2010 Book Review (at last)

24. Harvard's Secret Court by William Wright

  A non-fiction account of a 1920's hunt for homosexuals at Harvard.  Wright does an amazing job of personalizing the plight of the young men who were caught up by the Secret Court, as well as putting the culture and norms of the time into terms that are easy for the reader to understand.  Wright clearly did a lot of research looking to discover everything possible about the Secret Court, and even went so far as to interview the families of some of the young men who had been ostracized by the school officials who carried it out.  Wright also explores some of the possible motivations for homophobia in society, presenting his analysis in a thoughtful and non-judgmental manner.

25 and 26.  Changeless and Blameless by Gail Carriger

  I pick these two up as part of my honeymoon reading and started in on Changeless a couple of days before the wedding.  I should know better than to do things like that with books I like.  I wound up polishing them both off much too quickly.  One of the reasons I would like an electronic reader: The ability to pack more than two books.

  Much like Soulless, I adored both of these books for their wit, subtle commentary on Victorian social norms, and naturally, the supernatural elements.  I do find the exploration of the Soulless to be very interesting, as well as the "science" of the supernaturals.  And of course, I love any book with phrases such as "There are knees positively everywhere!"

27. The Queen's Fool by Philippa Gregory

  The Queen's Fool is told from the point of view of the fictional character of Hannah, a Jewish girl who is posing as Christian in Mary Tudor's England.  I liked the extra element of danger in this one, where Hannah is threatened no matter which Queen wins out in the plotting, being neither Catholic nor Protestant.  I found Hannah's gift of foresight a little off putting, though.  None of Gregory's other novels have a supernatural element, and while I can accept the addition of a fictional character into a historical novel, I'm not willing to accept that fictional character having the true gift of foretelling.  I also found Gregory's portrayal of the Queens somewhat off-putting.  Elizabeth often came across as grasping, greedy, and deliberately malicious.  Mary often came across as weak willed, desperate, and something of a pious twit.  The history was good, and mostly accurate.  But after The Other Boleyn Girl and The Boleyn Inheritance, The Queen's Fool is quite disappointing.

******************************

**Stated exercise a**
Rewrite the listing with "house" changed to "building", leaving everything else intact.
The book review and the listing that follows it are unrelated.

**Extracted records**
******************************

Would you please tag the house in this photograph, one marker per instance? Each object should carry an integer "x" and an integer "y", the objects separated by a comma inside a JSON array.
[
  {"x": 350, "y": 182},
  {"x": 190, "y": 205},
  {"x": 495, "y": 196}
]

******************************

**Stated exercise b**
In the book review, from whose point of view is The Queen's Fool told?

**Task answer a**
Would you please tag the building in this photograph, one marker per instance? Each object should carry an integer "x" and an integer "y", the objects separated by a comma inside a JSON array.
[
  {"x": 350, "y": 182},
  {"x": 190, "y": 205},
  {"x": 495, "y": 196}
]

**Task answer b**
Hannah, a fictional Jewish girl posing as Christian in Mary Tudor's England.